== Task brief ==
Where the word "window" shows up in the entries below, please copy the whole line.

[Dataset excerpts]
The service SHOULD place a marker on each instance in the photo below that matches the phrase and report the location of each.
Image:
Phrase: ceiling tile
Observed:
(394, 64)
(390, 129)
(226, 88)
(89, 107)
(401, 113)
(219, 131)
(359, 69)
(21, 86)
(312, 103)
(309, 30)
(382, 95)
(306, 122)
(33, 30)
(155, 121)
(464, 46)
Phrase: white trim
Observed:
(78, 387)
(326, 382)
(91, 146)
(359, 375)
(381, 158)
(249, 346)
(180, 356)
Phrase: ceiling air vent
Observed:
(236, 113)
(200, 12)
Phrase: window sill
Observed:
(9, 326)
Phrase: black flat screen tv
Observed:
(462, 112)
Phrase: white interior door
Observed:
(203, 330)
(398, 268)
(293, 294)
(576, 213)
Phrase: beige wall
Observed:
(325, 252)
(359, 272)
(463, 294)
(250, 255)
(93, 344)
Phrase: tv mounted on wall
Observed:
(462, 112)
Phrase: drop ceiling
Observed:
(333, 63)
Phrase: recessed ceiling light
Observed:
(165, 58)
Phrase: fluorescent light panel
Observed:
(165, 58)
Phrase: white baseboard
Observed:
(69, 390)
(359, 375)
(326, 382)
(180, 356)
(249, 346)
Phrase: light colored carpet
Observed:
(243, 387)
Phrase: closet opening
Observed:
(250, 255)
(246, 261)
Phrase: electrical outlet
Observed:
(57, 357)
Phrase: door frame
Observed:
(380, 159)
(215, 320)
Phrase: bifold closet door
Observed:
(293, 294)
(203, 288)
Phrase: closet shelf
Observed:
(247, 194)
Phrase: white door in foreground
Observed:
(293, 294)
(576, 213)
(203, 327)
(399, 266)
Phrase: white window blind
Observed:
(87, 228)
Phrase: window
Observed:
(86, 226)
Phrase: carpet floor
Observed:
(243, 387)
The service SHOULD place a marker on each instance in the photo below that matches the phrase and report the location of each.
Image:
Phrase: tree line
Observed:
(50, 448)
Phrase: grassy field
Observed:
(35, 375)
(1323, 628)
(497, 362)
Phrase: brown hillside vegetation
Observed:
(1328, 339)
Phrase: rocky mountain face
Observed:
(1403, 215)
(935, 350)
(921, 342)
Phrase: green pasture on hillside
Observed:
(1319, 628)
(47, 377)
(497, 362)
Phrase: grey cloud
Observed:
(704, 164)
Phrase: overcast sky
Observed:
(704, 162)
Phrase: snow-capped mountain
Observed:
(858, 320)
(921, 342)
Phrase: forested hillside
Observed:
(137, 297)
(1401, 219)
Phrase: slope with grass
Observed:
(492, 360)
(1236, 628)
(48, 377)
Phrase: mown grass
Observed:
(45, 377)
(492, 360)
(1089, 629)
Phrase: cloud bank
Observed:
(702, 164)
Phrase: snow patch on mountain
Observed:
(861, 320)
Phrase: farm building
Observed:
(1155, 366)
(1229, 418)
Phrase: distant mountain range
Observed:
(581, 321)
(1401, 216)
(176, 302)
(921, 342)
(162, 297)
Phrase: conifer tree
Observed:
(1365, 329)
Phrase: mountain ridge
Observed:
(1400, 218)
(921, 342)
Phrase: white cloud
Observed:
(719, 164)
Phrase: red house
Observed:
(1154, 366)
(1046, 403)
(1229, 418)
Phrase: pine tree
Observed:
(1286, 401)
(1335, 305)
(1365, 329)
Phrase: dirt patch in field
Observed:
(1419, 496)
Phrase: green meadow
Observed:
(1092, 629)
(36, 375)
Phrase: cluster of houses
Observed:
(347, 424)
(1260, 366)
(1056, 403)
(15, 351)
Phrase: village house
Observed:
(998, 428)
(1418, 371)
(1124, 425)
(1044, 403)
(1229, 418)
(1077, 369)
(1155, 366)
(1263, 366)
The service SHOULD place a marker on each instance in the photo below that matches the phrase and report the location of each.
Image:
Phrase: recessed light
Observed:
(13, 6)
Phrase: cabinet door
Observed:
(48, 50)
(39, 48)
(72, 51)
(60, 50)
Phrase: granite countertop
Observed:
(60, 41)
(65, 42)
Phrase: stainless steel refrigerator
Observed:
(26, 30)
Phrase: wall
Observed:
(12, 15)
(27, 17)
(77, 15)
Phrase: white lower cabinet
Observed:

== Your response ==
Phrase: window sill
Phrase: white window blind
Phrase: window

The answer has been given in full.